◆ **YOUR INSTRUCTIONS**
Extend the article below on the forecast that new U.S. AIDS diagnoses will level off, picking up right after its last paragraph.

◆ **PAGE EXTRACT**
[Start of section]
AIDS epidemic to level off in U.S. this decade, Hopkins professor forecasts

The annual number of new patients diagnosed with AIDS will level off over the next five years after a decade of steady increase, predicts a Johns Hopkins scientist who developed a new method of forecasting the course of the epidemic.

Dr. Ronald Brookmeyer, a professor of biostatistics, said two trends with roots in the mid-1980s will make this possible: People are spreading the virus at a slower pace than before, and drugs are delaying onset of the full-blown illness in people who are infected.


All this should bring about a slower growth in AIDS cases, upsetting earlier predictions by medical experts that doctors would continue to diagnose a larger number of AIDS cases each year through the middle of the decade.

But there's bad news, too.


"The important message is that although the infection rate has declined, there are still a lot of people who were infected through the mid-1980s, and now they are moving to more advanced stages of disease," Dr. Brookmeyer said in an interview.

"The future demands on the health care system remain enormous. We still have to treat large numbers of individuals," said Dr. Brookmeyer, who unveiled his projections in an article appearing in today's issue of the journal Science.

He also cautioned that his projections were based on infection rates and other data currently available and that it was possible that the epidemic would enter "a second wave" in years to come if new trends surface.

"There's always the possibility of a second wave, particularly among a new generation of adolescents. And particularly if we become lax in AIDS education and prevention programs," said Dr. Brookmeyer, a member of the university's School of Hygiene and Public Health.

"We still have concerns and need to be worried about future infection rates and whether they start up again," he said.

All told, about 180,000 Americans have been diagnosed with acquired immune deficiency syndrome since the epidemic surfaced in 1981.

The number of people diagnosed each year grew dramatically during the past decade: 330 new cases were reported in 1981, 11,000 in 1985, 42,000 in 1989 and about 50,000 in 1990.

"The plateau will be between 60,000 and 67,000 per year over the next five years," Dr. Brookmeyer said, adding that he couldn't pinpoint when the plateau would be reached or when the yearly total would begin to decline.
[End of section]
◆ **RECORDED DATA**
[Start of section]
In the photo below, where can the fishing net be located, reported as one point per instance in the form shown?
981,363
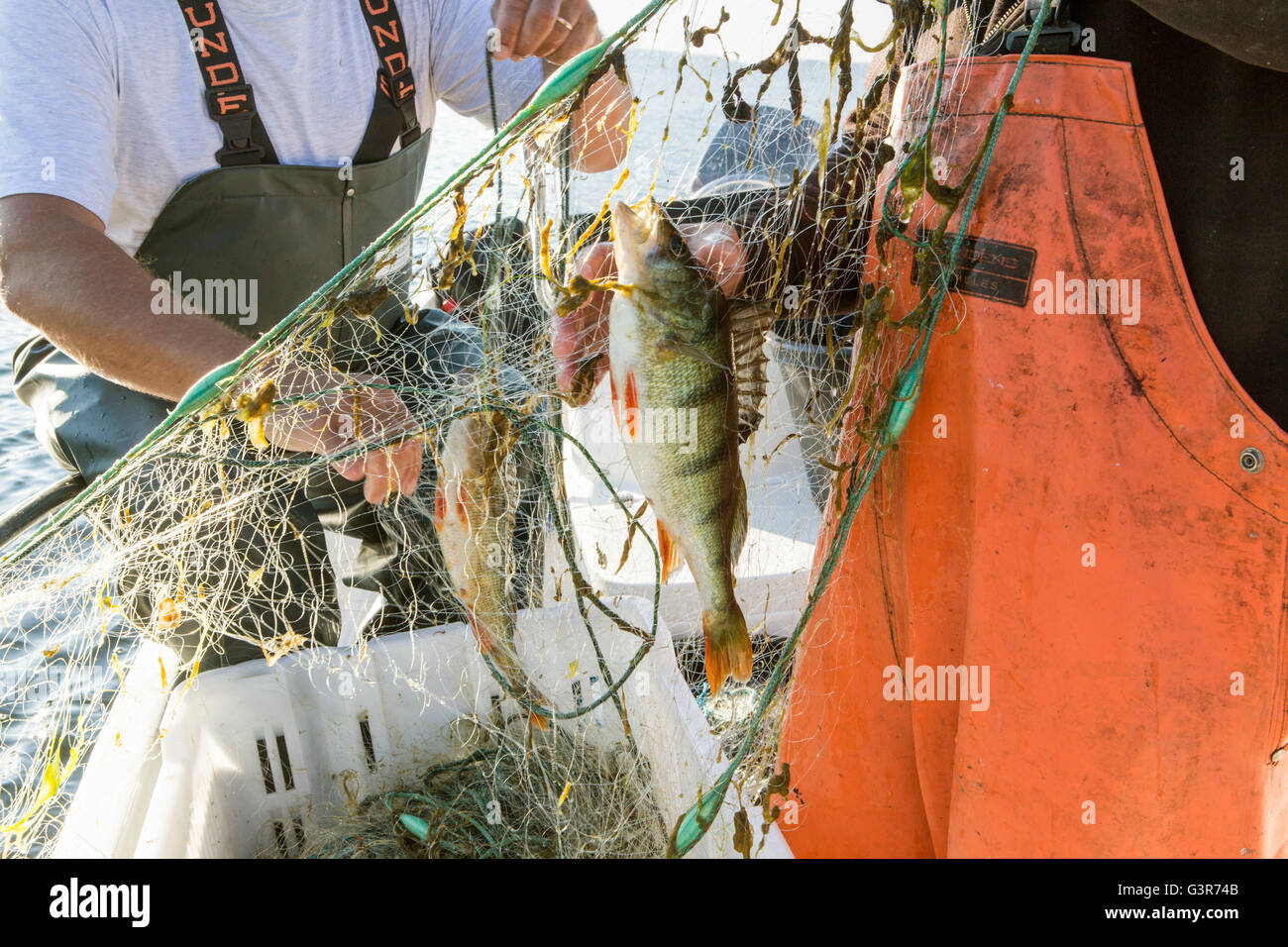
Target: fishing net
210,545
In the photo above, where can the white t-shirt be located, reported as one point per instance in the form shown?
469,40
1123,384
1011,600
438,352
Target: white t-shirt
102,101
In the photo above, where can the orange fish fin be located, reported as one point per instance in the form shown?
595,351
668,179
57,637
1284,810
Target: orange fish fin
669,552
439,506
631,399
617,406
463,510
728,647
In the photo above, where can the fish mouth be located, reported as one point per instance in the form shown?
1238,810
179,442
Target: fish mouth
631,232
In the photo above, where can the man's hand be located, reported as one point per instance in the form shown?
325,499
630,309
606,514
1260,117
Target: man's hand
554,30
353,411
580,339
557,30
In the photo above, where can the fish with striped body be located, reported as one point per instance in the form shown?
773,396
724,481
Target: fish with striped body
675,350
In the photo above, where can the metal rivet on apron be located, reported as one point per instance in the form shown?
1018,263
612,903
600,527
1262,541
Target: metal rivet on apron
1250,460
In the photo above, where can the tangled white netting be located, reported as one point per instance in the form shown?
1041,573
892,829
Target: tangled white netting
219,547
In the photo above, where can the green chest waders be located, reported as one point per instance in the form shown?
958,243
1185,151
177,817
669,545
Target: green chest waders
288,228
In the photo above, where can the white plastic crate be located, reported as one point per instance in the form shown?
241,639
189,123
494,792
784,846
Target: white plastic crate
254,758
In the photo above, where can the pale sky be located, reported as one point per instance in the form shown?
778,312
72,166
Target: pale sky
747,34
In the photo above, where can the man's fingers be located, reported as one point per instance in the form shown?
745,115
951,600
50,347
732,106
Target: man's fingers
407,460
377,480
717,250
572,26
581,337
537,24
507,17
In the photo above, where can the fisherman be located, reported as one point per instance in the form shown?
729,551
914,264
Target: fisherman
1103,525
259,146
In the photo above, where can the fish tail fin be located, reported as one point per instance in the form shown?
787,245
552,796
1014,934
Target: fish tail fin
728,647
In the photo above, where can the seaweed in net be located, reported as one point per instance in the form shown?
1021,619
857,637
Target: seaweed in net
514,796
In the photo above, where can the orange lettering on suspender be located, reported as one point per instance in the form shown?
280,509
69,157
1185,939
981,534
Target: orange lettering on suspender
231,103
192,17
395,58
233,77
381,33
220,43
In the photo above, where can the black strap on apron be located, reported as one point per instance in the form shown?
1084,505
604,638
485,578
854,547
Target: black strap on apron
231,101
394,112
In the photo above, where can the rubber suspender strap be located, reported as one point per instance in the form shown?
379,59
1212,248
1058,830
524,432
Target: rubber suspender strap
230,99
394,112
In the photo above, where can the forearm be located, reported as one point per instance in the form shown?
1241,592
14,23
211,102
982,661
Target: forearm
60,274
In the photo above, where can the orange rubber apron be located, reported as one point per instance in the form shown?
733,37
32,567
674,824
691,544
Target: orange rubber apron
1091,509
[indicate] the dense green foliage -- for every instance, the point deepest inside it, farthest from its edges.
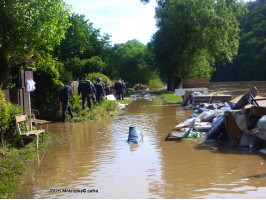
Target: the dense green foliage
(193, 34)
(84, 49)
(29, 30)
(94, 76)
(250, 63)
(133, 62)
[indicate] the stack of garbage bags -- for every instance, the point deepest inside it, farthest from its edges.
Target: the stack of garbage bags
(234, 125)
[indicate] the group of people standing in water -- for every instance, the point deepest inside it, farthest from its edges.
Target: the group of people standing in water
(89, 92)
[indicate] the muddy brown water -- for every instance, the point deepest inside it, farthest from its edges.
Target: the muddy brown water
(96, 159)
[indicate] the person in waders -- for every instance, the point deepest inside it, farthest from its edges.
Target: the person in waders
(87, 91)
(99, 90)
(119, 89)
(64, 96)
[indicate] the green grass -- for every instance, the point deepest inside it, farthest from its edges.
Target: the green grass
(15, 164)
(171, 98)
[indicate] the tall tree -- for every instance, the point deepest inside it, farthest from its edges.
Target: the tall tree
(29, 29)
(133, 62)
(84, 49)
(249, 64)
(193, 34)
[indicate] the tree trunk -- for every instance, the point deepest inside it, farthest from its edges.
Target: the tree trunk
(4, 75)
(172, 77)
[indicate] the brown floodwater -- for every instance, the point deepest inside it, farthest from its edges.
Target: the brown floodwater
(96, 159)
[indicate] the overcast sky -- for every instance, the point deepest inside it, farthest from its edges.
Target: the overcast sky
(122, 19)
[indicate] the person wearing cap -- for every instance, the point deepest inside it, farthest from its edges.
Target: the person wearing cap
(64, 96)
(99, 90)
(119, 89)
(87, 91)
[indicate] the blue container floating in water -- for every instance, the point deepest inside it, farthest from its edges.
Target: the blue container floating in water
(134, 136)
(218, 120)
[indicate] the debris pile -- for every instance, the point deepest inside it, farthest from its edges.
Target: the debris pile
(239, 123)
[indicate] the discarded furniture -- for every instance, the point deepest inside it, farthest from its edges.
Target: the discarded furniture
(22, 120)
(39, 121)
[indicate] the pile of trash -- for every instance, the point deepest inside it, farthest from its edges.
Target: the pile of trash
(240, 123)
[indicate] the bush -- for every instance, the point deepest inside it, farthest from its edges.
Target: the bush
(155, 83)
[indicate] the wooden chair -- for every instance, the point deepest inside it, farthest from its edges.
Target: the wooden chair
(22, 119)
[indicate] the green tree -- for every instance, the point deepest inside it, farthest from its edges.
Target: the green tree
(249, 64)
(133, 62)
(193, 34)
(84, 49)
(29, 29)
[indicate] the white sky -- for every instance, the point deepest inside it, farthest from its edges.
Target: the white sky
(122, 19)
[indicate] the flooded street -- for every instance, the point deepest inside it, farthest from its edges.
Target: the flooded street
(96, 159)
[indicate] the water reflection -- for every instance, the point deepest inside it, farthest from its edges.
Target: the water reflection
(97, 156)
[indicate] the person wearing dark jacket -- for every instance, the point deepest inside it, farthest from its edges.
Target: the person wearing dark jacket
(99, 90)
(64, 96)
(119, 89)
(87, 91)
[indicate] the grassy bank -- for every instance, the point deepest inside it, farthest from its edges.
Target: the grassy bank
(15, 162)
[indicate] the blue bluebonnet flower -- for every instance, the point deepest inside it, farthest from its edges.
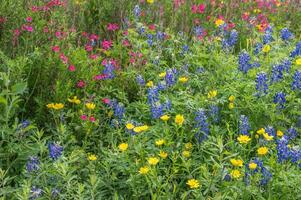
[End of section]
◆ **TASK RESPONSE**
Unforeseen trends aside, here is his evidence for a plateau in new cases:

* The human immunodeficiency virus, which causes AIDS, spread most rapidly in the mid-1980s, when an estimated 160,000 people each year were infected. By 1989, the rate

probably declined to between 40,000 and 90,000 new infections each year.

* New infections among homosexual and bisexual men appear to have peaked in 1984, declining dramatically in subsequent years. Meanwhile, new infections among intravenous drug users, the second-largest risk group, peaked in 1986 and have tailed off since then.

* New infections among heterosexuals have remained constant for several years but haven't grown dramatically, as many experts had feared they would.

Dr. Brookmeyer based his projections on a statistical technique called "back calculation" that involves reconstructing the AIDS epidemic using what information is now known about it. He took into consideration yearly AIDS diagnoses, the infection rate and the time it takes for an infected person to develop the full-blown illness.


AIDS has an exceptionally long incubation period. Scientists now believe that half the people who contract the virus take 10 years to develop symptoms of AIDS; the other half take longer, but the epidemic is still too young to show the outer limits of lag.

Two new drugs, AZT and aerosol pentamidine, have contributed greatly to the "plateau." They have enabled many infected people to delay the onset of AIDS.